**What you are asked to do**
Set down exactly the lines running from the line with "Wildlife-survey tagging: tag each instance of the child's" to the end of the listing below, both ends included.

**Material for this exercise**
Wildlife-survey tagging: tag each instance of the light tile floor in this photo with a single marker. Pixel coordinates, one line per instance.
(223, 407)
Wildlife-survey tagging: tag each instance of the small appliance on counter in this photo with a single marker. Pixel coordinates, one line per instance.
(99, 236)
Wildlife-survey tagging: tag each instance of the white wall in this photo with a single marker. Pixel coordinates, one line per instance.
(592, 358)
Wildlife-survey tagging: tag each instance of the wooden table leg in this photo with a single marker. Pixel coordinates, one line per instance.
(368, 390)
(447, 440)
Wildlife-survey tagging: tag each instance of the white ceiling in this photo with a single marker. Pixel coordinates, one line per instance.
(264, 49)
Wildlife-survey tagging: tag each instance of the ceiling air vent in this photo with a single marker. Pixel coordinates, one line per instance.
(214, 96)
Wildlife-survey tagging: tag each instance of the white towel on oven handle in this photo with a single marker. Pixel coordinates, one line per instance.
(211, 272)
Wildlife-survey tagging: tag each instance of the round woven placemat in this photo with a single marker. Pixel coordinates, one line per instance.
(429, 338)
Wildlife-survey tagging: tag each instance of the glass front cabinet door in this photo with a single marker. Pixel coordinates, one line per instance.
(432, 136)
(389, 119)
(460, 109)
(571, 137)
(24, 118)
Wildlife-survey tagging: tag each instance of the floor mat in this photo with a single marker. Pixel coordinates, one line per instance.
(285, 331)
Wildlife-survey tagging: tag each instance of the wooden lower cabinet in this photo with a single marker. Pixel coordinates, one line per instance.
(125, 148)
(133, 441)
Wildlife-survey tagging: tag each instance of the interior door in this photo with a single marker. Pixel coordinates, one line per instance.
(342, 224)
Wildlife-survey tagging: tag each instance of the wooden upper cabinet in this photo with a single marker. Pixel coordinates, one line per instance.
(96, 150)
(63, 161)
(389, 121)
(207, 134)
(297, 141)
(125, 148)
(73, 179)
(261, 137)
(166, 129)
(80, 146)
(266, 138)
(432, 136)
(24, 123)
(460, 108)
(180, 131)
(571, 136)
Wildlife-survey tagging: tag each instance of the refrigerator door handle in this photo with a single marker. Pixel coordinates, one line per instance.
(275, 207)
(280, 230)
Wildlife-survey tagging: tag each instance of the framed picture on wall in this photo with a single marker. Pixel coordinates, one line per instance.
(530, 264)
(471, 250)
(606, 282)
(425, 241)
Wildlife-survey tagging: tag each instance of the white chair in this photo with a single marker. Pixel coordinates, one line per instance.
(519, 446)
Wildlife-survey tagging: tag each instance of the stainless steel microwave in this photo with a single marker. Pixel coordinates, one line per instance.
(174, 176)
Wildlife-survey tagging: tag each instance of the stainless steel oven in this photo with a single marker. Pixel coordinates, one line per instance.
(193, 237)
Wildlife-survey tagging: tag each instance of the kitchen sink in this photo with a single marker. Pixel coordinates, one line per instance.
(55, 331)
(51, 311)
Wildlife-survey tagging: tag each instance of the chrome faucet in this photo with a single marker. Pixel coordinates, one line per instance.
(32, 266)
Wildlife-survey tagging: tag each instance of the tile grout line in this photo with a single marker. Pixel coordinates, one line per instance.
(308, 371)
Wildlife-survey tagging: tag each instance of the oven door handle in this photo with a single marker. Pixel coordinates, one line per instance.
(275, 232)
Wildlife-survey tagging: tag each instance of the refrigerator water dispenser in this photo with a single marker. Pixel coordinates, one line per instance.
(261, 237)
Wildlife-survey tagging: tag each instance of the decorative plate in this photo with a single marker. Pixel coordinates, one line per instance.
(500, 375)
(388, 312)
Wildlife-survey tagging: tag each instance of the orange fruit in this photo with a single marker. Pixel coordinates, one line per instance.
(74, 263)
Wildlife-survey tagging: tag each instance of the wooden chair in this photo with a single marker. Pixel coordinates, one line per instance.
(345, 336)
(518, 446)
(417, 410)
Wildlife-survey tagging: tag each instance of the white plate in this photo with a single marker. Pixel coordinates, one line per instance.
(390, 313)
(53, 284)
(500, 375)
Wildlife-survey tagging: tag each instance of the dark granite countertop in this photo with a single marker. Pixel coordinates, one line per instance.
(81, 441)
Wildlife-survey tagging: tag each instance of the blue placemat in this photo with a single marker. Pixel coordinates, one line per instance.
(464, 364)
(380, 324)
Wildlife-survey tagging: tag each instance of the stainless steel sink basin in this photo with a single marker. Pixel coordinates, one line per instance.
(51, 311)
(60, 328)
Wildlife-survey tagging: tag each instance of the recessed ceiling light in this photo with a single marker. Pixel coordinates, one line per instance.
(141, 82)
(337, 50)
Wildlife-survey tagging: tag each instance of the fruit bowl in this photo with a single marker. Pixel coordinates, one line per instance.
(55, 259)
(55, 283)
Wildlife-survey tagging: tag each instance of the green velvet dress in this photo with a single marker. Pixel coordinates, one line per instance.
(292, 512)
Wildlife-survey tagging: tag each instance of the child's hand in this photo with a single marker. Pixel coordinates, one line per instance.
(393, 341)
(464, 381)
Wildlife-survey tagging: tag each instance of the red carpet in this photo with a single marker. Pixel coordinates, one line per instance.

**Answer to the exercise**
Wildlife-survey tagging: tag each instance of the child's hand in this photo with a single marker. Pixel coordinates, one line per instance.
(393, 341)
(464, 381)
Wildlife-survey tagging: tag each instance of the red carpet in this photo with a single marker. Pixel coordinates, one line per instance.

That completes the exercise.